● **Document extract**
* BEGIN *

From e0e42fd722b0be07ab8f59e340013a89e5794734 Mon Sep 17 00:00:00 2001
From: Bertrand Drouvot <bertranddrouvot.pg@gmail.com>
Date: Mon, 15 Jun 2026 05:44:08 +0000
Subject: [PATCH v1] Fix pgstat_count_io_op_time() calls passing error returns
 as bytes

Several places pass the return value of pg_pread() or pg_pwrite()
directly as the bytes argument to pgstat_count_io_op_time(). Since the
bytes parameter is of type uint64, error returns of -1 are implicitly
cast to UINT64_MAX, corrupting the I/O statistics byte counters in
pg_stat_io.

Fix this by moving the pgstat_count_io_op_time() calls to after the
error handling, so they are only reached with a valid positive byte
count. This is consistent with how most other code already behaves:
smgr calls don't return on error, so pgstat calls are implicitly only
reached on success.

* END *

● **Exercise set**
**A)** Based on the patch message, do these statements hold? Answer yes or no for each, quoting the words that settle it. (i) The bytes parameter of pgstat_count_io_op_time() is of type uint64. (ii) The fix moves the pgstat_count_io_op_time() calls so they come before the error handling. (iii) smgr calls return -1 when an error occurs.
**B)** According to the patch message, what value do error returns of -1 become when passed as the bytes argument?

[Records of labeled points]
* BEGIN *

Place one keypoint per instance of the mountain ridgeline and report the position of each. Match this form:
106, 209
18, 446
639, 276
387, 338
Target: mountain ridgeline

* END *

● **Responses by task**
**A)**
(i) Yes: "the bytes parameter is of type uint64"
(ii) No: "moving the pgstat_count_io_op_time() calls to after the error handling"
(iii) No: "smgr calls don't return on error"

**B)** They are implicitly cast to UINT64_MAX.